→ Stored dataset items:

□ □ □

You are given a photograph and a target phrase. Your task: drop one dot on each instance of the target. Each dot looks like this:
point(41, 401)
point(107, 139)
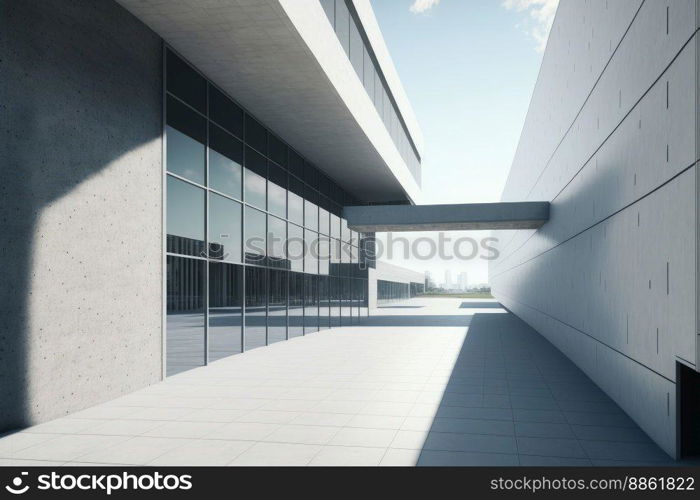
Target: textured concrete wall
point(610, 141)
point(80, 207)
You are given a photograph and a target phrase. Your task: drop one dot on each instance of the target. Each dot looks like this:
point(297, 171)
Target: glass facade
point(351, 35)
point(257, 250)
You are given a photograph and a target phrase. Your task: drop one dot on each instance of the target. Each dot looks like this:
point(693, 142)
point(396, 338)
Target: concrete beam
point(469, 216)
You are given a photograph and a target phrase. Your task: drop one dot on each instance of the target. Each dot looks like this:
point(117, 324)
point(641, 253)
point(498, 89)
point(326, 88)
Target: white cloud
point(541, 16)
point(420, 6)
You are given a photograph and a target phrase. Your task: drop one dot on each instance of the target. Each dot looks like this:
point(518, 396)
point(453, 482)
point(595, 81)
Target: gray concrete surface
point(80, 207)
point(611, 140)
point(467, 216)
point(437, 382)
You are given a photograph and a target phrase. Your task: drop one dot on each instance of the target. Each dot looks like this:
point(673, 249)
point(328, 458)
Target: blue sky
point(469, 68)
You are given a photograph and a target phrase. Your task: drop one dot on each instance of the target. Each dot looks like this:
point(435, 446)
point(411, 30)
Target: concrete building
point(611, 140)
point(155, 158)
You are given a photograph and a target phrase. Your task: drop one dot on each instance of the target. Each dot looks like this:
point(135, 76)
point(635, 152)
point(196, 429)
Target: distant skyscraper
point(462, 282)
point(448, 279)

□ □ □

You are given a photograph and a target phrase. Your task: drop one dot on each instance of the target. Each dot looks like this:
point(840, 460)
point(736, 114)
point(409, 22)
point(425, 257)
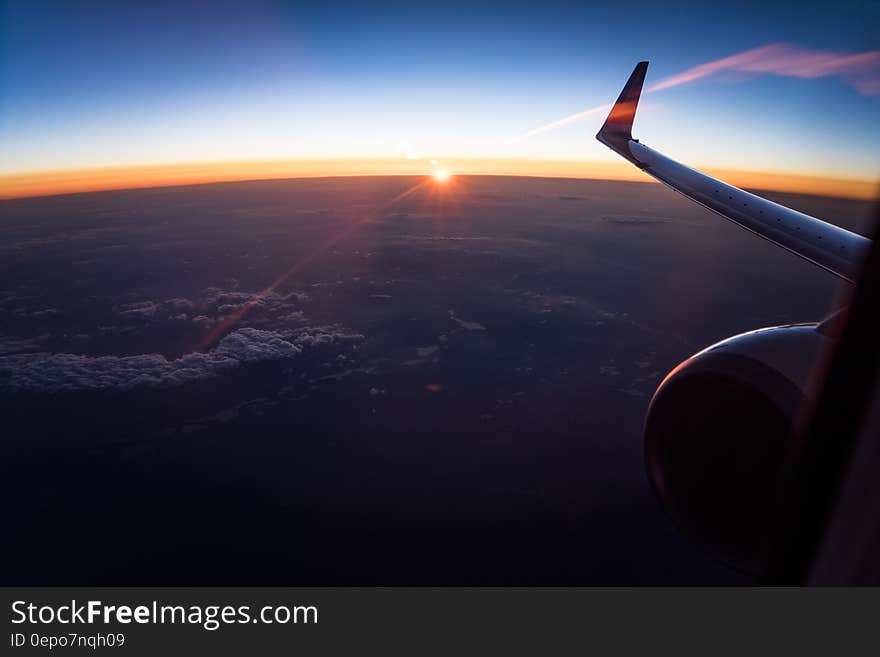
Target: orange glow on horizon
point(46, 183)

□ □ □

→ Task objective:
Using the data above, print exactly the lines from the line that contains "Target: white cloud" through the line that contains "point(595, 81)", with both included.

→ Reply:
Target: white cloud
point(541, 16)
point(420, 6)
You are given a photograph and a target phrase. Your task: drop one dot on each instance of the target. Each dot looks like this:
point(518, 396)
point(453, 482)
point(595, 81)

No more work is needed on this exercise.